- EXERCISE OBJECTIVE
Reproduce each of the following entries word for word, leaving out the pictures.
########################################
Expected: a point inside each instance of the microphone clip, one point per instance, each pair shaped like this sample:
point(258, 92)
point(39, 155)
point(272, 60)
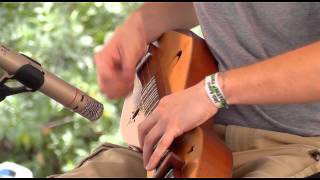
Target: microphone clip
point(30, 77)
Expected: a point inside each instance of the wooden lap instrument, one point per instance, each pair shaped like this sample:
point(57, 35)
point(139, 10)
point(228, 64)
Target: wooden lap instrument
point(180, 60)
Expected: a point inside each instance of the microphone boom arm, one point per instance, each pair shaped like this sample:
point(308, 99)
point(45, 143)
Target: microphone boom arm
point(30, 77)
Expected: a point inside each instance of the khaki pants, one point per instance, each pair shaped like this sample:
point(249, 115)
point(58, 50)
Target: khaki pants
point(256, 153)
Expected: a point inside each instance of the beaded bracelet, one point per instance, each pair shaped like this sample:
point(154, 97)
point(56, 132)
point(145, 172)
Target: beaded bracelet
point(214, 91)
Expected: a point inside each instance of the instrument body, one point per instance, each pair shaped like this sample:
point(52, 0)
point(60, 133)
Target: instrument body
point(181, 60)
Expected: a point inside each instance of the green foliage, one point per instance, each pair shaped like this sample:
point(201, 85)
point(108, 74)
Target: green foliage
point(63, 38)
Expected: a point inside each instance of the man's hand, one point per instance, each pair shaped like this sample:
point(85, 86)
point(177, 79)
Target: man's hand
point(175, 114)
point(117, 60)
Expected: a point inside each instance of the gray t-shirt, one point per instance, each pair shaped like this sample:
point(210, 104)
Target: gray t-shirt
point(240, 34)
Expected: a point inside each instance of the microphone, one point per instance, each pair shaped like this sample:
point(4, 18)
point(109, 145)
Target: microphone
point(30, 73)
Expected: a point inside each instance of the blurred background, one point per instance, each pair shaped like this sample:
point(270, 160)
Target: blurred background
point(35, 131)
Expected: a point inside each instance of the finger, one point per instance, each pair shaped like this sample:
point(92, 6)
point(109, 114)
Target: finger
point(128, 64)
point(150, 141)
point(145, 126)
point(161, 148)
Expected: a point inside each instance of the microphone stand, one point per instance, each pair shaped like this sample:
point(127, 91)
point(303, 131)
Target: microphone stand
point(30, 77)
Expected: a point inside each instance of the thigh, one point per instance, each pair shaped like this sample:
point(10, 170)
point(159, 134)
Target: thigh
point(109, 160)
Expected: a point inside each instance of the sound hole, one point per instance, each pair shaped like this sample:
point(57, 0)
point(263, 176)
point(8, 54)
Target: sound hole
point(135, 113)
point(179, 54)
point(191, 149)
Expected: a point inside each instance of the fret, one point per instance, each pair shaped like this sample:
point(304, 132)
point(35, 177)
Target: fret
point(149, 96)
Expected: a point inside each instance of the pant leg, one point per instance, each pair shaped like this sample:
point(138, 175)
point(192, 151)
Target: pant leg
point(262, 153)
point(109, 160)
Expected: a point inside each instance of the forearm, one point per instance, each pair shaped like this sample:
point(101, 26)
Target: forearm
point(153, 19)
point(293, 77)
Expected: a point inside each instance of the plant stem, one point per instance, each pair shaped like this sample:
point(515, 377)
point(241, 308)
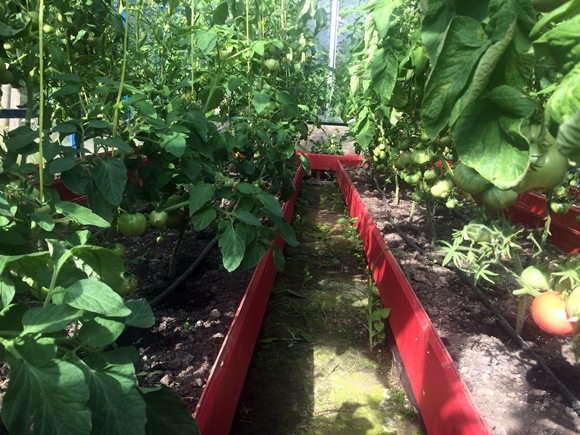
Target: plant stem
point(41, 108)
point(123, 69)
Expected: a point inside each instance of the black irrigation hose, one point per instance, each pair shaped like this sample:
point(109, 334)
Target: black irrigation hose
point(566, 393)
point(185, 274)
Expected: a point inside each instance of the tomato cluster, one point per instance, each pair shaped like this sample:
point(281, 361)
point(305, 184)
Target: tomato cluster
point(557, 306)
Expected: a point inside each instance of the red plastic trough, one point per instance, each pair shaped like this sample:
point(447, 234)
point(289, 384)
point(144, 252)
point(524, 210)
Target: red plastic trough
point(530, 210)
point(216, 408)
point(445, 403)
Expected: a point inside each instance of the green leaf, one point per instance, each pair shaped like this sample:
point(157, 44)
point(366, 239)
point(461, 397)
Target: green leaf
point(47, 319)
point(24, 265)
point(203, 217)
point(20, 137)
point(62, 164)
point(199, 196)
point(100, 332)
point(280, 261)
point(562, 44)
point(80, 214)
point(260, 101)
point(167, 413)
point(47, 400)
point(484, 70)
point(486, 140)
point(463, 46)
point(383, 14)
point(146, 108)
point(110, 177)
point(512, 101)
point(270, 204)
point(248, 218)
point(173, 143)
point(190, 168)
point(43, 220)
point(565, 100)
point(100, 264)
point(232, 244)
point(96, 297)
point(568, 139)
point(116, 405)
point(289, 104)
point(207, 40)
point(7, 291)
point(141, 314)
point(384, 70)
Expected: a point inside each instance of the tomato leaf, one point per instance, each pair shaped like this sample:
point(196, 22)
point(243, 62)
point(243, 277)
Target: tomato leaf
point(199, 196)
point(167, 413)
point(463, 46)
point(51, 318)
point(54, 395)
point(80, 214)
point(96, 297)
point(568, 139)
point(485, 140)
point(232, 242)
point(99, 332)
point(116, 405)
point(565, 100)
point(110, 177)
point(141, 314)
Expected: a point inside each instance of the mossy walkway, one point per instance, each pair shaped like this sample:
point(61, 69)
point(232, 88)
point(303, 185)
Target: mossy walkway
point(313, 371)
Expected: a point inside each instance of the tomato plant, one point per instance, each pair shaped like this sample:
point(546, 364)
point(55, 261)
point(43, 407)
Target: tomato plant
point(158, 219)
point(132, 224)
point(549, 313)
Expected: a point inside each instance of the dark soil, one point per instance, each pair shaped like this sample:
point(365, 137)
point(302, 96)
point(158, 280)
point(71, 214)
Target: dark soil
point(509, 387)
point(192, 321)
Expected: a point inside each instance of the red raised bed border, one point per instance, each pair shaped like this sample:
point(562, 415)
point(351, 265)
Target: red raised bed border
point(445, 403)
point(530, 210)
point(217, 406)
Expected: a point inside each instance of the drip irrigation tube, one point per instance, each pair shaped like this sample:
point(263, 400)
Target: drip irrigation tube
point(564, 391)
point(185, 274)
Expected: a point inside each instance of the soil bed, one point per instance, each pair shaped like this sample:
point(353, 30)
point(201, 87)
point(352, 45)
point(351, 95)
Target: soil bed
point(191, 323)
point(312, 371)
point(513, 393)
########################################
- WRITTEN RESPONSE
Expected: a point inside each instance of the microphone clip, one point per instance, each pair shaped like this sample:
point(258, 92)
point(39, 155)
point(272, 60)
Target: microphone clip
point(30, 77)
Expected: a point inside each instance of the wooden lap instrument, one point per instance, each pair shaped like this sample:
point(57, 35)
point(139, 10)
point(228, 64)
Target: wooden lap instrument
point(180, 60)
Expected: a point inside each instance of the microphone boom arm, one point per instance, each pair shaped like this sample:
point(308, 99)
point(45, 143)
Target: microphone boom arm
point(30, 77)
Expected: a point inside each instance of the khaki pants, one point per instance, each pair shaped like this sample:
point(249, 115)
point(58, 50)
Target: khaki pants
point(256, 153)
Expected: a point inside each instance of the beaded bracelet, one point per instance, each pair shaped like this sample:
point(154, 97)
point(56, 132)
point(145, 172)
Target: beaded bracelet
point(214, 91)
Expected: a point inside each instance of the instrument body, one point per instance, each pair shaped like this sample:
point(52, 0)
point(60, 133)
Target: instrument body
point(181, 60)
Expected: a point inside each instance of the green foliage, one point per instance, each pair shaped like this sample:
point(201, 85)
point(108, 74)
Target: green foliage
point(63, 38)
Expected: a point inside each instance of the man's hand, one point per instance, each pair shaped like this sample:
point(85, 86)
point(177, 79)
Target: man's hand
point(175, 114)
point(117, 60)
Expected: a point inside each instance of the gray t-shirt, one point per instance, each pair shaped like this sample:
point(210, 104)
Target: gray t-shirt
point(240, 34)
Expected: a point inside each instance of the microphone, one point per instance, each pair shaped like this sample:
point(4, 18)
point(109, 145)
Target: microphone
point(30, 73)
Expected: a point inside each instance of the blurred background, one point per instance, each pair shaped like this sample:
point(270, 160)
Target: blurred background
point(35, 131)
Expected: a point inside each instance of the finger, one point per instance, each pair shaped like this sample:
point(92, 6)
point(109, 114)
Target: finger
point(128, 64)
point(150, 141)
point(145, 126)
point(161, 148)
Expected: a point inside each instance of the microphone stand, one point per instance, each pair shaped like this sample:
point(127, 91)
point(303, 131)
Target: microphone stand
point(30, 77)
Expected: a point inside each instance of the thigh, one point per instance, each pair shaped like this sample:
point(10, 170)
point(159, 134)
Target: thigh
point(109, 160)
Expected: a point inside each instance of the sound hole, one point per instance, each pair shaped like this sample:
point(57, 0)
point(263, 176)
point(8, 54)
Target: sound hole
point(135, 113)
point(179, 54)
point(191, 149)
Expected: a point inside each instance of the fret, one point per instance, each pair shaped like this sample:
point(304, 132)
point(35, 177)
Target: fret
point(149, 96)
Expected: a point inside each instance of the pant leg, one point per instance, each pair shaped like this sample:
point(138, 175)
point(192, 151)
Target: pant leg
point(262, 153)
point(109, 160)
Expected: a point inside each instance of the forearm, one point per instance, each pair shaped like this sample:
point(101, 26)
Target: forearm
point(153, 19)
point(293, 77)
Expected: a point inside each instance of the plant stem, one point per instance, each pair shaped like this sample:
point(515, 377)
point(241, 308)
Target: plant stem
point(41, 108)
point(123, 69)
Expected: a point inside each instance of the black irrigation hose, one point per instance, each pair shaped like this sample:
point(109, 334)
Target: black irrigation hose
point(566, 393)
point(185, 274)
Expected: a point inside each instance of the tomato cluster, one point per instance, each pair shaped like this sample:
point(281, 361)
point(305, 184)
Target: tomato cluster
point(557, 306)
Expected: a point inside each instance of the red plastic trough, one point per instance, each pair shaped like this sample:
point(447, 234)
point(289, 384)
point(144, 252)
point(524, 210)
Target: red plastic trough
point(530, 210)
point(216, 408)
point(445, 403)
Expected: a point inside each instance of the green leaf, one point per instance, each pair shaped like this sample:
point(157, 44)
point(366, 239)
point(461, 397)
Target: green leaf
point(47, 319)
point(24, 265)
point(203, 217)
point(20, 137)
point(62, 164)
point(199, 196)
point(100, 332)
point(280, 261)
point(562, 44)
point(80, 214)
point(260, 101)
point(167, 413)
point(47, 400)
point(484, 70)
point(486, 140)
point(463, 46)
point(383, 14)
point(146, 108)
point(110, 177)
point(512, 101)
point(270, 204)
point(248, 218)
point(173, 143)
point(190, 168)
point(43, 220)
point(565, 100)
point(100, 264)
point(232, 244)
point(96, 297)
point(568, 139)
point(116, 405)
point(289, 104)
point(207, 40)
point(7, 291)
point(141, 314)
point(384, 70)
Expected: a point inside each instance of the tomato leaf, one point per instance, each pair shaped like this sample:
point(196, 22)
point(243, 62)
point(243, 277)
Target: tomato leaf
point(199, 196)
point(167, 413)
point(463, 46)
point(51, 318)
point(54, 395)
point(80, 214)
point(96, 297)
point(568, 139)
point(485, 140)
point(232, 242)
point(99, 332)
point(116, 405)
point(565, 100)
point(110, 177)
point(141, 314)
Expected: a point inside each instance of the mossy walkway, one point per instance, each pair shaped like this sample:
point(61, 69)
point(232, 88)
point(303, 185)
Target: mossy walkway
point(313, 371)
Expected: a point inside each instance of the tomato plant, one point per instance, each pair shaped like this sample:
point(546, 364)
point(55, 261)
point(43, 407)
Target: tomato plant
point(158, 219)
point(132, 224)
point(549, 313)
Expected: a point inside each instance of the dark soil, one point per instance, each pair shaped like this sample:
point(365, 137)
point(302, 96)
point(158, 280)
point(71, 214)
Target: dark soil
point(509, 387)
point(192, 321)
Expected: a point inside each instance of the red raised bed border, one point per instance, each pair shaped like this sample:
point(562, 415)
point(351, 265)
Target: red raised bed border
point(445, 403)
point(530, 210)
point(217, 406)
Expected: a point inside each instance of the drip irrigation tube, one point per instance, each pair shaped like this sample:
point(263, 400)
Target: drip irrigation tube
point(564, 391)
point(185, 274)
Expected: a point inside each instance of the soil bed, one point per instance, each pair shaped like this sample:
point(353, 30)
point(201, 87)
point(352, 45)
point(351, 95)
Target: soil bed
point(191, 323)
point(312, 371)
point(513, 393)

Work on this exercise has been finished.